(Items from a dataset)
□ □ □ □ □

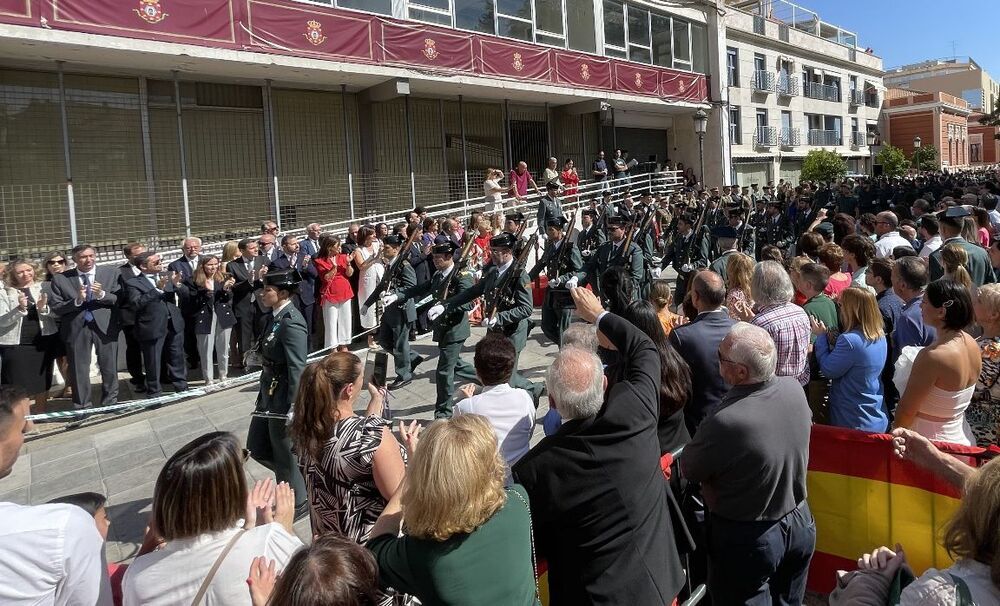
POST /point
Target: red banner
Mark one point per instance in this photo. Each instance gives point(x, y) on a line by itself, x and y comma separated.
point(521, 61)
point(632, 78)
point(197, 21)
point(426, 46)
point(305, 29)
point(582, 70)
point(683, 86)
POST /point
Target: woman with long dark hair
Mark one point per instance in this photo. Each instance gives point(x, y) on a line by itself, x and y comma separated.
point(675, 377)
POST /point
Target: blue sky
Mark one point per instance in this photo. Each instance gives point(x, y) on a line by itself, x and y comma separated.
point(907, 31)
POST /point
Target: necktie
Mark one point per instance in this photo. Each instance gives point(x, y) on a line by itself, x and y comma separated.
point(88, 316)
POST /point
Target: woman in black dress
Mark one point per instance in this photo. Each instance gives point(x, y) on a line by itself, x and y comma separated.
point(26, 322)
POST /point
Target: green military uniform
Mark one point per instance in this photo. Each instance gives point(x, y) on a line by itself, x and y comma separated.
point(284, 346)
point(513, 310)
point(451, 329)
point(561, 264)
point(397, 319)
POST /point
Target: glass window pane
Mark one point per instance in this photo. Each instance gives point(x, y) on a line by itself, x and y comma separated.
point(662, 53)
point(430, 17)
point(614, 23)
point(580, 21)
point(699, 48)
point(550, 40)
point(515, 8)
point(638, 26)
point(475, 15)
point(639, 54)
point(382, 7)
point(510, 28)
point(682, 50)
point(548, 15)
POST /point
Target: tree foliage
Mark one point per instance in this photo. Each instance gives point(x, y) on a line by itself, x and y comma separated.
point(893, 161)
point(925, 158)
point(823, 165)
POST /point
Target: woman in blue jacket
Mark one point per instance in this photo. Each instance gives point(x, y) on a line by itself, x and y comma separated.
point(854, 361)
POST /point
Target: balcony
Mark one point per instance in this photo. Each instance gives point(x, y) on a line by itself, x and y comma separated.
point(763, 82)
point(791, 137)
point(766, 136)
point(788, 86)
point(824, 92)
point(824, 137)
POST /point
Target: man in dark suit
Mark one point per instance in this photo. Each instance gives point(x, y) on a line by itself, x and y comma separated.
point(133, 352)
point(246, 270)
point(291, 257)
point(599, 500)
point(86, 300)
point(698, 343)
point(159, 326)
point(186, 266)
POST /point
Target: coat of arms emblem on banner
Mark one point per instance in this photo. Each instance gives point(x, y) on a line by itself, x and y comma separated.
point(429, 51)
point(150, 11)
point(314, 33)
point(518, 62)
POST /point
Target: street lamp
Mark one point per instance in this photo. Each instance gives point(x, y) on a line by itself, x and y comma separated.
point(700, 128)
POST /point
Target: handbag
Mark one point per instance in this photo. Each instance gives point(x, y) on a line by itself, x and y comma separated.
point(215, 567)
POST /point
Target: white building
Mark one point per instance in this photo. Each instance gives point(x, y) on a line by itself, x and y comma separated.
point(792, 83)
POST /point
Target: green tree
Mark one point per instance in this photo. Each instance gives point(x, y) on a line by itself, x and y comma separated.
point(893, 161)
point(925, 158)
point(823, 165)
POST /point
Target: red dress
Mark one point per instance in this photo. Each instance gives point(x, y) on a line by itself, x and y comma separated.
point(339, 288)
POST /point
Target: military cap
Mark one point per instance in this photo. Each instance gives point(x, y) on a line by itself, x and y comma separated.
point(444, 248)
point(285, 279)
point(503, 240)
point(725, 231)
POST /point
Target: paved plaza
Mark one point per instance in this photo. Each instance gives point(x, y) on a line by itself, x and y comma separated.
point(121, 457)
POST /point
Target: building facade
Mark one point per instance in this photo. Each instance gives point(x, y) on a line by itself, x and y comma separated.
point(938, 119)
point(793, 83)
point(153, 119)
point(959, 77)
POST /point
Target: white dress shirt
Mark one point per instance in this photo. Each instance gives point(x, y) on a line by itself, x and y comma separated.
point(511, 412)
point(52, 555)
point(172, 575)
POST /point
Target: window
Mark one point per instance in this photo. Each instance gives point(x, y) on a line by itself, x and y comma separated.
point(733, 66)
point(734, 126)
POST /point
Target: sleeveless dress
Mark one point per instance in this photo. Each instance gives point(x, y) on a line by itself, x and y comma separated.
point(940, 403)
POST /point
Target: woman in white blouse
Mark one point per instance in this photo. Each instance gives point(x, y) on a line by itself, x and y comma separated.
point(206, 519)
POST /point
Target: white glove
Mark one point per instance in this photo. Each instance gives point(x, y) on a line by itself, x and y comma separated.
point(434, 312)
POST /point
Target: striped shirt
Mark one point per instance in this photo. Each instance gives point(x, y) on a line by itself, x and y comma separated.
point(788, 326)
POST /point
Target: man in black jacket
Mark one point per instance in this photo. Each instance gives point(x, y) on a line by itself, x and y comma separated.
point(598, 497)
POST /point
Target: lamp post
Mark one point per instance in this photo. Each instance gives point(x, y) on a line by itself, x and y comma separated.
point(700, 127)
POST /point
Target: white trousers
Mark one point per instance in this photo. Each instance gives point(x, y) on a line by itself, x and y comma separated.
point(336, 324)
point(219, 341)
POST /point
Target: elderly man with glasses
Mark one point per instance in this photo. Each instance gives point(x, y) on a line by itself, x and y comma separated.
point(751, 457)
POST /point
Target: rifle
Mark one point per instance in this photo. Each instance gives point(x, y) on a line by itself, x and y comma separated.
point(391, 273)
point(505, 287)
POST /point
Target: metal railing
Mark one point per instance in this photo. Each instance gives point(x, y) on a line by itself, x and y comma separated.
point(824, 92)
point(824, 137)
point(763, 81)
point(766, 136)
point(791, 137)
point(788, 86)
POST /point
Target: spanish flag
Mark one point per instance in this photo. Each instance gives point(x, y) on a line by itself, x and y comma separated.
point(863, 496)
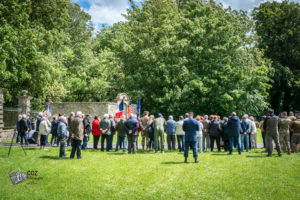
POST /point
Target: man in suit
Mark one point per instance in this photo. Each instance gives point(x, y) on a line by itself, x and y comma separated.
point(234, 129)
point(271, 129)
point(131, 126)
point(190, 126)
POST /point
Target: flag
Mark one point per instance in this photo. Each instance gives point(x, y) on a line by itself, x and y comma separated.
point(138, 107)
point(129, 111)
point(121, 105)
point(119, 114)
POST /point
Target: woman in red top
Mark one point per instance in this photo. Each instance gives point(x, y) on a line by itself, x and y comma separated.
point(96, 131)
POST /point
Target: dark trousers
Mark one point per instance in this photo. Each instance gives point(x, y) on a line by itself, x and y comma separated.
point(180, 141)
point(85, 142)
point(226, 144)
point(193, 146)
point(171, 142)
point(76, 146)
point(96, 141)
point(121, 141)
point(111, 139)
point(233, 140)
point(62, 147)
point(212, 142)
point(19, 136)
point(264, 138)
point(105, 137)
point(23, 135)
point(132, 143)
point(55, 139)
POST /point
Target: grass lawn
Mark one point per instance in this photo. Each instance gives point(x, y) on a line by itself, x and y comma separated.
point(101, 175)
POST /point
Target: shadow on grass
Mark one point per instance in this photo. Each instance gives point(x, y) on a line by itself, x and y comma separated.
point(172, 163)
point(53, 157)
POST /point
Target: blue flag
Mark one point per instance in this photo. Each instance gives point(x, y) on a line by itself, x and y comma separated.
point(121, 105)
point(138, 107)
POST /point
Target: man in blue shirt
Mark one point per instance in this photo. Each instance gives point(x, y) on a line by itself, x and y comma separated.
point(171, 133)
point(190, 126)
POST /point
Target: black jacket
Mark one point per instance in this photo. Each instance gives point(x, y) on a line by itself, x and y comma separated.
point(23, 125)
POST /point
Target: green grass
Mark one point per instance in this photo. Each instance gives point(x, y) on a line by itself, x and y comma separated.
point(101, 175)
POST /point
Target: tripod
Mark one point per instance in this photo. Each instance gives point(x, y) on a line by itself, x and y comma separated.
point(15, 131)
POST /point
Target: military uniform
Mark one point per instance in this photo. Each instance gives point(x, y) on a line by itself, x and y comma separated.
point(145, 134)
point(271, 130)
point(159, 125)
point(296, 134)
point(284, 133)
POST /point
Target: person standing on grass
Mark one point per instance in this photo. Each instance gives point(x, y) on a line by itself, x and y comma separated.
point(245, 131)
point(121, 140)
point(70, 118)
point(190, 126)
point(199, 134)
point(104, 127)
point(159, 125)
point(87, 130)
point(150, 131)
point(295, 126)
point(23, 129)
point(234, 129)
point(62, 135)
point(284, 132)
point(44, 130)
point(215, 132)
point(145, 134)
point(271, 128)
point(76, 131)
point(96, 131)
point(112, 130)
point(206, 139)
point(180, 134)
point(171, 129)
point(131, 126)
point(224, 133)
point(53, 131)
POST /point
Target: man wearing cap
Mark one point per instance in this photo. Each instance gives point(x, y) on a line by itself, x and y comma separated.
point(145, 134)
point(190, 126)
point(295, 126)
point(271, 129)
point(76, 131)
point(159, 125)
point(284, 132)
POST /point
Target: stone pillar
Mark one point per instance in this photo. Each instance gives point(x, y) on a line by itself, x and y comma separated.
point(1, 109)
point(24, 103)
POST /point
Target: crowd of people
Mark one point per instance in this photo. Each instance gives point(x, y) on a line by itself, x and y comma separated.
point(197, 133)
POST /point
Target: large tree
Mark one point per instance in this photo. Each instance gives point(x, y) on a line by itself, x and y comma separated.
point(278, 28)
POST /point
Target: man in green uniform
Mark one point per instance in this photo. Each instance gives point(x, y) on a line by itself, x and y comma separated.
point(159, 125)
point(284, 133)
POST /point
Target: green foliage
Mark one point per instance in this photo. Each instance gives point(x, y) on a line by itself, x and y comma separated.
point(198, 58)
point(278, 28)
point(116, 175)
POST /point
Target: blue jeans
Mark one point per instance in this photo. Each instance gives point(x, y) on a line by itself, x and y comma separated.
point(180, 140)
point(233, 140)
point(119, 140)
point(193, 146)
point(244, 142)
point(23, 135)
point(85, 142)
point(76, 146)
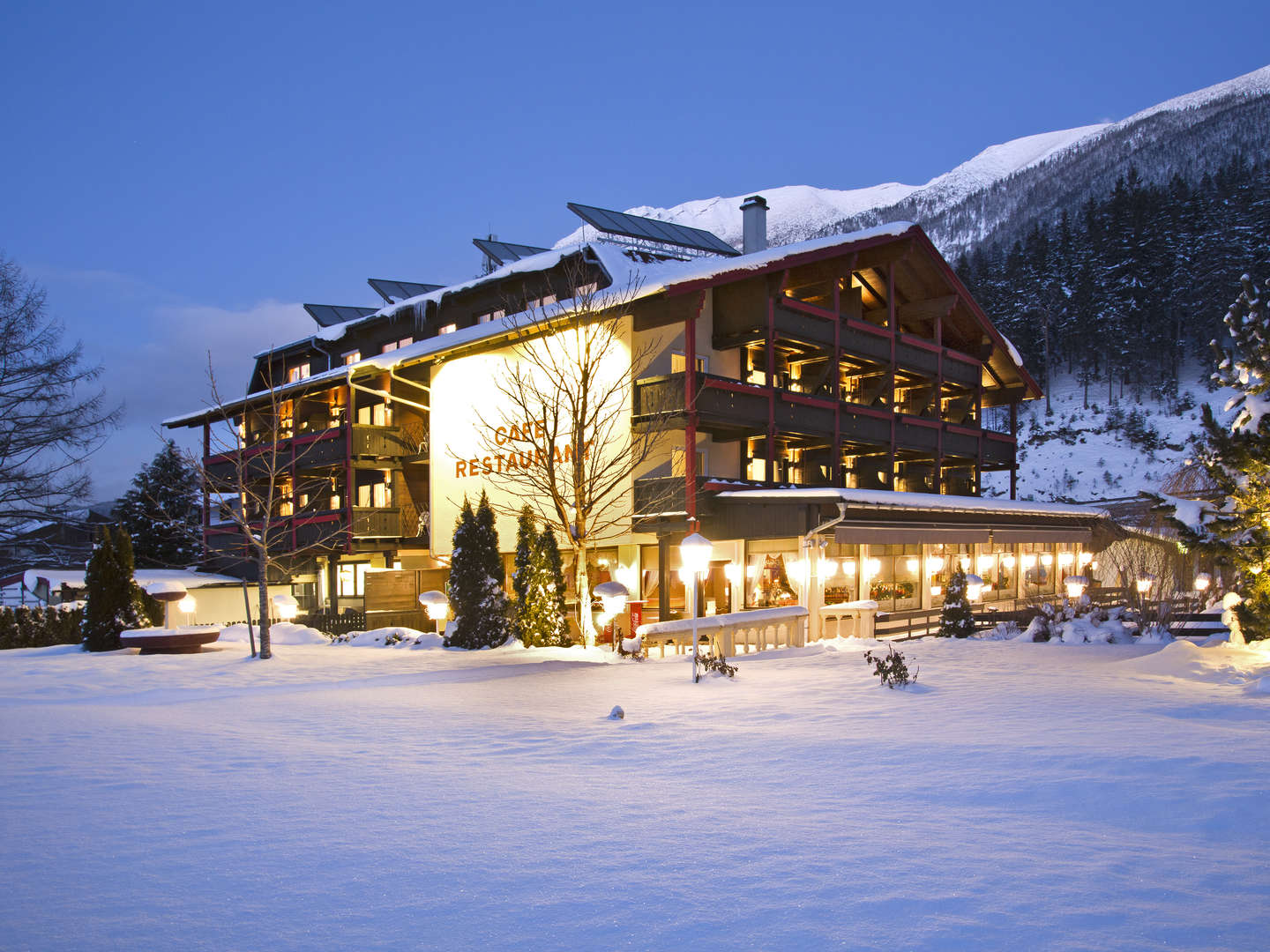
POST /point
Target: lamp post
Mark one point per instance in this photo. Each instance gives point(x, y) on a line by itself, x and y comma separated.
point(286, 607)
point(695, 555)
point(612, 599)
point(437, 607)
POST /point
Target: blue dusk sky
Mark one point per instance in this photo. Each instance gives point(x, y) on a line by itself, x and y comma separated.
point(181, 176)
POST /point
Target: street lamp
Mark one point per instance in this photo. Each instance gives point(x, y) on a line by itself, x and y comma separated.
point(437, 607)
point(286, 607)
point(612, 599)
point(695, 555)
point(973, 588)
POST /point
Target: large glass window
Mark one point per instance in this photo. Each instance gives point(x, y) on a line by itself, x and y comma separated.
point(352, 579)
point(894, 573)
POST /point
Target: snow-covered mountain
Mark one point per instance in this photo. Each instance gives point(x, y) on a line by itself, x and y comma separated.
point(998, 193)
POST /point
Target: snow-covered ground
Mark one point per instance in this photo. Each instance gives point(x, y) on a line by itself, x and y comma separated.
point(1079, 453)
point(1024, 796)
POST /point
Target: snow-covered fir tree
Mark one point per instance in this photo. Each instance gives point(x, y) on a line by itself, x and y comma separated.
point(475, 585)
point(526, 541)
point(163, 512)
point(957, 620)
point(1236, 455)
point(554, 579)
point(112, 599)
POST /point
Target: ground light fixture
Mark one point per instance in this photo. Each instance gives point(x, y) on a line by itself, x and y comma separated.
point(695, 556)
point(437, 607)
point(286, 607)
point(612, 602)
point(973, 588)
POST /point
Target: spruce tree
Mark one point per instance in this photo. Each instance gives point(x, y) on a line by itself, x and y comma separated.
point(112, 596)
point(957, 620)
point(526, 544)
point(554, 576)
point(475, 583)
point(1236, 455)
point(163, 512)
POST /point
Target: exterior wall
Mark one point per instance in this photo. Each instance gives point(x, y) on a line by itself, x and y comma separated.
point(474, 435)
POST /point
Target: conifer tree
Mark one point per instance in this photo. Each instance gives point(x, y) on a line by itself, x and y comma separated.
point(475, 584)
point(526, 542)
point(556, 576)
point(112, 596)
point(163, 512)
point(957, 620)
point(1236, 455)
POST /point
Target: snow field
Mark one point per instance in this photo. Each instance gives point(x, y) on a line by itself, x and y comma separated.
point(1027, 796)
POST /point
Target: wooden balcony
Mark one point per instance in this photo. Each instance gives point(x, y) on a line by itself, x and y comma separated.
point(310, 452)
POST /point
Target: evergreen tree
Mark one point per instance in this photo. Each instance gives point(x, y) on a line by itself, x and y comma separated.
point(556, 576)
point(526, 542)
point(163, 512)
point(1236, 455)
point(475, 584)
point(545, 616)
point(957, 620)
point(111, 593)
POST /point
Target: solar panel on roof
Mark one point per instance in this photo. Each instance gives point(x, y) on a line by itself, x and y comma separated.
point(652, 230)
point(397, 291)
point(505, 251)
point(331, 315)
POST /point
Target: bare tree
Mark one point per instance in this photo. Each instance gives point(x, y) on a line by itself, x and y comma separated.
point(254, 481)
point(51, 420)
point(568, 390)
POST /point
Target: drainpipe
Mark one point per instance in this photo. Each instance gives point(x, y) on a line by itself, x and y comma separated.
point(816, 593)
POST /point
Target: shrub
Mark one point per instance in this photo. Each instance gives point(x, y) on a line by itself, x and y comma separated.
point(891, 668)
point(40, 628)
point(715, 664)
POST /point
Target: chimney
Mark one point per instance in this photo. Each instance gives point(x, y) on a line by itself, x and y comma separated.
point(755, 225)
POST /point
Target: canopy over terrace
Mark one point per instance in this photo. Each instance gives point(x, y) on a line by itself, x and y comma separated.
point(879, 517)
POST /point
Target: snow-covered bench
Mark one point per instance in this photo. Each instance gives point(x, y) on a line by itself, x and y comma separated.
point(757, 629)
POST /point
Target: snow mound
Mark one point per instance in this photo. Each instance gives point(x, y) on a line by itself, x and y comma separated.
point(392, 637)
point(1189, 661)
point(280, 634)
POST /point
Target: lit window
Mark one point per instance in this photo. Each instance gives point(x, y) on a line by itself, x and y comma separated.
point(680, 363)
point(352, 579)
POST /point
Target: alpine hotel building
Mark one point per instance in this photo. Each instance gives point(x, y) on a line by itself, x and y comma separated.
point(830, 412)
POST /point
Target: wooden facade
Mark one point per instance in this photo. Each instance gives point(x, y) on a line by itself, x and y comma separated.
point(854, 362)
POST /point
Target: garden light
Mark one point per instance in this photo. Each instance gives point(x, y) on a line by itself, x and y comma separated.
point(695, 555)
point(973, 588)
point(286, 607)
point(612, 598)
point(437, 607)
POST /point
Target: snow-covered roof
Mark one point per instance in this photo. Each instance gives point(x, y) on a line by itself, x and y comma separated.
point(629, 280)
point(889, 499)
point(145, 577)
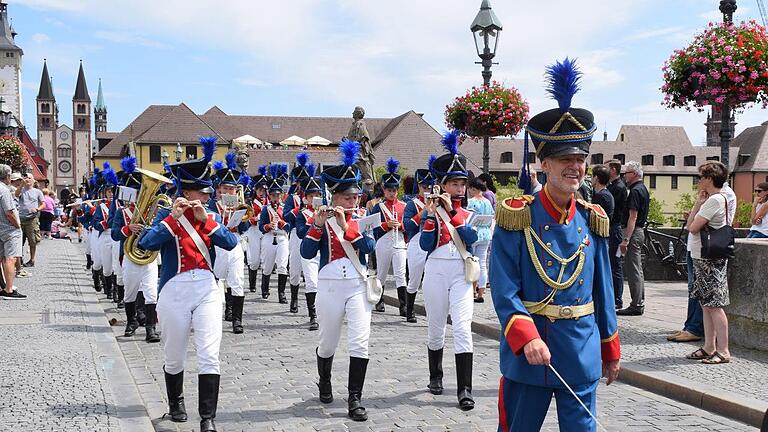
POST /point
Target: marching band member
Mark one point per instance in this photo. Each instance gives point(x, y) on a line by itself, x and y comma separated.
point(390, 236)
point(291, 208)
point(229, 265)
point(551, 278)
point(189, 296)
point(137, 278)
point(446, 289)
point(274, 243)
point(417, 256)
point(310, 267)
point(341, 289)
point(253, 235)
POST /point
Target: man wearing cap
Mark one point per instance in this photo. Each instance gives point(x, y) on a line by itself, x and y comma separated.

□ □ □ □ □

Would you print, exactly as written, every line above from the one holding "Target: snow mound" through the one holding "Target: garden light", with both included and no other lines?

TASK RESPONSE
Target: snow mound
Mark one point per instance in this photo. Each instance gives point(x, y) on a line by itself, x and y comma separated.
point(392, 637)
point(1189, 661)
point(280, 634)
POST /point
Target: lit window
Mark one point per instance in this photo. Each instance gives point(x, y) on a line by itself, x and y comma separated.
point(680, 363)
point(352, 579)
POST /point
Target: alpine hotel building
Mark one point per instance in this photo. Each instance gives point(x, y) on a line by itself, x and y comma separated.
point(830, 412)
POST /point
Target: wooden facade
Mark one point per instance in this photo. Each instance gives point(x, y) on a line by itself, x and y comma separated.
point(854, 362)
POST /point
Target: garden light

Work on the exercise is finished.